» Task brief:
Everything from the line with "of the freezer" to the end of the data should be restated word for word, and nothing before it.

Position annotation records
· · · ·

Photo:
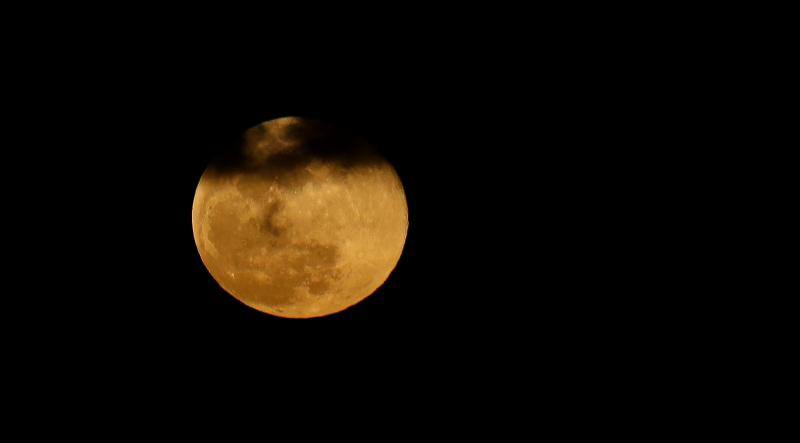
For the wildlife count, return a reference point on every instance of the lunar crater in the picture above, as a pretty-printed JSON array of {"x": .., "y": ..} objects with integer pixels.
[{"x": 302, "y": 221}]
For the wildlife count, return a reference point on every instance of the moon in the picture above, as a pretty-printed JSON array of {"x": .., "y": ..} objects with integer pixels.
[{"x": 302, "y": 220}]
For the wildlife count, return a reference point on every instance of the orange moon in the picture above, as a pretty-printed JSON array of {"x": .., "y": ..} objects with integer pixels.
[{"x": 303, "y": 220}]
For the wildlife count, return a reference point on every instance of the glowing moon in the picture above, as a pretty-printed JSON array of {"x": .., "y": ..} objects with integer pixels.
[{"x": 302, "y": 221}]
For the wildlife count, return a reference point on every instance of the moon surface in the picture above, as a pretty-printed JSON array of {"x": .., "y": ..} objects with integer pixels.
[{"x": 302, "y": 220}]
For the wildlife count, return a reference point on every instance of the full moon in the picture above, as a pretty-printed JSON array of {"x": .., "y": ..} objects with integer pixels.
[{"x": 302, "y": 220}]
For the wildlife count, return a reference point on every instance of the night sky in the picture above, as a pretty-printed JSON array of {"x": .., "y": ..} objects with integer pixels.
[{"x": 529, "y": 227}]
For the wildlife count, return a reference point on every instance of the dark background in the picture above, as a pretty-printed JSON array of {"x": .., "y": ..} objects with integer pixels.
[{"x": 530, "y": 162}]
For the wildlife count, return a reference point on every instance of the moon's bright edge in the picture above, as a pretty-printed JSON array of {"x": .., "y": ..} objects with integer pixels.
[{"x": 301, "y": 221}]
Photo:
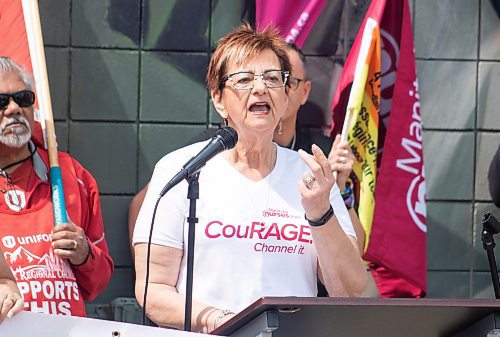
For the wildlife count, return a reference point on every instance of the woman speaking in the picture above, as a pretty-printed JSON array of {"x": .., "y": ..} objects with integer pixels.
[{"x": 270, "y": 220}]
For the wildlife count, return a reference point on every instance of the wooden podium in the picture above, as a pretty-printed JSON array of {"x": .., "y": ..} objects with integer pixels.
[{"x": 359, "y": 317}]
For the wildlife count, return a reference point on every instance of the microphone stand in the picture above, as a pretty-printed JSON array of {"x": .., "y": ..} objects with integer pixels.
[
  {"x": 490, "y": 227},
  {"x": 193, "y": 195}
]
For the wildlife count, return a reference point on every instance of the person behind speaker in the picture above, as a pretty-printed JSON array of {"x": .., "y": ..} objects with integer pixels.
[
  {"x": 252, "y": 236},
  {"x": 56, "y": 268}
]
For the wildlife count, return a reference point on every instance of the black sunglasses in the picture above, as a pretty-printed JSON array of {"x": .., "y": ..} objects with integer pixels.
[{"x": 23, "y": 98}]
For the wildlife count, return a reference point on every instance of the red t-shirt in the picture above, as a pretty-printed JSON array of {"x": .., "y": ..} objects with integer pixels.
[{"x": 48, "y": 283}]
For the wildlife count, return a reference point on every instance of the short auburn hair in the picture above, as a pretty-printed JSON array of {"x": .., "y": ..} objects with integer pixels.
[{"x": 242, "y": 43}]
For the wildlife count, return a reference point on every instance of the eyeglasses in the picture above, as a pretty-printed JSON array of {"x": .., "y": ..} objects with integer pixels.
[
  {"x": 295, "y": 81},
  {"x": 23, "y": 98},
  {"x": 245, "y": 80}
]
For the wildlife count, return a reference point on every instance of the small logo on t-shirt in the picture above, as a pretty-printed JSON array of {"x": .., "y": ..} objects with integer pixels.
[
  {"x": 15, "y": 200},
  {"x": 9, "y": 241}
]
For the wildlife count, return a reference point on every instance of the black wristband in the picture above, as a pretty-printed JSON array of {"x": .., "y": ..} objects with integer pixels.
[{"x": 324, "y": 219}]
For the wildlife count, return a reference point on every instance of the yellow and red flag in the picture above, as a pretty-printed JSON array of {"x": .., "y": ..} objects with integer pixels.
[{"x": 378, "y": 95}]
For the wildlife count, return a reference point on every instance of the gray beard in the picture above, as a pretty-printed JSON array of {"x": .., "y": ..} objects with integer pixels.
[{"x": 18, "y": 139}]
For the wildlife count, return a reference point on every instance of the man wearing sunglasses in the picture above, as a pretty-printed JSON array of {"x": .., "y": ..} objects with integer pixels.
[{"x": 56, "y": 268}]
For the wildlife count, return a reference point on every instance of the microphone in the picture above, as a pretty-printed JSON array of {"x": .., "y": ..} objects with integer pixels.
[{"x": 224, "y": 139}]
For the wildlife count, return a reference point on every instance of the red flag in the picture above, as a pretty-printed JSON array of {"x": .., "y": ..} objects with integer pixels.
[
  {"x": 294, "y": 18},
  {"x": 15, "y": 45},
  {"x": 397, "y": 242}
]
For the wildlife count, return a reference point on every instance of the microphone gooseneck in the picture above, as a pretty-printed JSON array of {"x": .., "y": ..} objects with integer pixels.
[{"x": 224, "y": 139}]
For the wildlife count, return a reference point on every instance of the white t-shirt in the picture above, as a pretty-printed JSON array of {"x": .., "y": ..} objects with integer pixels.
[{"x": 251, "y": 238}]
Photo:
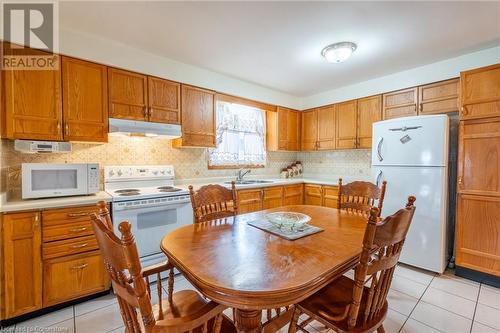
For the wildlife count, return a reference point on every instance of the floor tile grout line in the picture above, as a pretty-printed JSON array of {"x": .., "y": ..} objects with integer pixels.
[{"x": 418, "y": 301}]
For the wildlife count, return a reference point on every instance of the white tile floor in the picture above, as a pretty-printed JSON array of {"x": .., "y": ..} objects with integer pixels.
[{"x": 419, "y": 301}]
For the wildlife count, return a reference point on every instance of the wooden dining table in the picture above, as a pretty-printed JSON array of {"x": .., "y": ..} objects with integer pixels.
[{"x": 249, "y": 269}]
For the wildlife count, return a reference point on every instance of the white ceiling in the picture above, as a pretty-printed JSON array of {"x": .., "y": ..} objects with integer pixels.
[{"x": 278, "y": 44}]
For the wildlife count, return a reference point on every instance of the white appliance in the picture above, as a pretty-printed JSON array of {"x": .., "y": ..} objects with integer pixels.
[
  {"x": 145, "y": 197},
  {"x": 411, "y": 154},
  {"x": 31, "y": 147},
  {"x": 45, "y": 180}
]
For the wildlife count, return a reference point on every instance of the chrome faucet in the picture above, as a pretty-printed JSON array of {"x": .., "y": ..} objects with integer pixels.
[{"x": 241, "y": 173}]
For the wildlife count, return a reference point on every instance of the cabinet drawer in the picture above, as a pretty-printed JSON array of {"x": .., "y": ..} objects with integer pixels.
[
  {"x": 69, "y": 246},
  {"x": 72, "y": 277}
]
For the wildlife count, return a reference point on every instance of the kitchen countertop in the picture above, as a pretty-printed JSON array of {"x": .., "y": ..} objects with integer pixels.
[{"x": 18, "y": 204}]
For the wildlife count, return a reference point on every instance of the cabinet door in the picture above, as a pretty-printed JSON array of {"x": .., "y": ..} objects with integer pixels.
[
  {"x": 369, "y": 112},
  {"x": 479, "y": 157},
  {"x": 22, "y": 263},
  {"x": 282, "y": 128},
  {"x": 71, "y": 277},
  {"x": 440, "y": 97},
  {"x": 164, "y": 101},
  {"x": 32, "y": 102},
  {"x": 293, "y": 195},
  {"x": 480, "y": 92},
  {"x": 128, "y": 95},
  {"x": 249, "y": 201},
  {"x": 330, "y": 196},
  {"x": 85, "y": 100},
  {"x": 273, "y": 197},
  {"x": 401, "y": 103},
  {"x": 198, "y": 118},
  {"x": 478, "y": 233},
  {"x": 326, "y": 128},
  {"x": 309, "y": 130},
  {"x": 313, "y": 194},
  {"x": 346, "y": 116},
  {"x": 293, "y": 130}
]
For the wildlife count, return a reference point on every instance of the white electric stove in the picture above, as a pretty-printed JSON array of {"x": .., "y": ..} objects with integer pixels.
[{"x": 147, "y": 198}]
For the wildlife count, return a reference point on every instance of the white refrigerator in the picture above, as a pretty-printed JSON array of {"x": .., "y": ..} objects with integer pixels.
[{"x": 411, "y": 154}]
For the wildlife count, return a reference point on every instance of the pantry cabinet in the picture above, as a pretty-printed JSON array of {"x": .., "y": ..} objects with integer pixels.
[
  {"x": 283, "y": 129},
  {"x": 480, "y": 93},
  {"x": 85, "y": 100},
  {"x": 309, "y": 133},
  {"x": 32, "y": 102},
  {"x": 369, "y": 112},
  {"x": 439, "y": 97},
  {"x": 41, "y": 271},
  {"x": 346, "y": 115},
  {"x": 198, "y": 118},
  {"x": 401, "y": 103},
  {"x": 22, "y": 264}
]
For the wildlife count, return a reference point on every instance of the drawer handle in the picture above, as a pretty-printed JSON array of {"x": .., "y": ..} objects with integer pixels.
[
  {"x": 78, "y": 214},
  {"x": 75, "y": 230},
  {"x": 78, "y": 246},
  {"x": 80, "y": 266}
]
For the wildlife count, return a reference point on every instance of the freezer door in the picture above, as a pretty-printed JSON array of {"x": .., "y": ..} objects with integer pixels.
[
  {"x": 425, "y": 245},
  {"x": 419, "y": 140}
]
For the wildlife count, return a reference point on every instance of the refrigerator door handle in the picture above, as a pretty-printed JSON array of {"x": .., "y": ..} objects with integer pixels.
[
  {"x": 379, "y": 147},
  {"x": 379, "y": 178}
]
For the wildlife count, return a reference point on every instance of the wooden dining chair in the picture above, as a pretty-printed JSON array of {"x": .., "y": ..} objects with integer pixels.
[
  {"x": 360, "y": 305},
  {"x": 360, "y": 196},
  {"x": 182, "y": 311},
  {"x": 212, "y": 202}
]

· · · ·

» Exercise output:
For the wildlife count, return a reference point on every instance of the freezer door in the picture above, as a pretty-printed JSON array of {"x": .., "y": ..} objects with integer pixels.
[
  {"x": 425, "y": 245},
  {"x": 419, "y": 140}
]
For the wildlife count, return a reference point on every instance of the refrigerator door handle in the picture above, as a pretty-printed JSON array of {"x": .., "y": ..} objects with integer pixels.
[
  {"x": 379, "y": 147},
  {"x": 379, "y": 178}
]
For the wildlife count, return a reference point on every instance of the wooden dining chair in the picture above, as a pretty-printed JSON array of {"x": .., "y": ..} objects with integer pixels.
[
  {"x": 360, "y": 305},
  {"x": 360, "y": 196},
  {"x": 182, "y": 311},
  {"x": 212, "y": 202}
]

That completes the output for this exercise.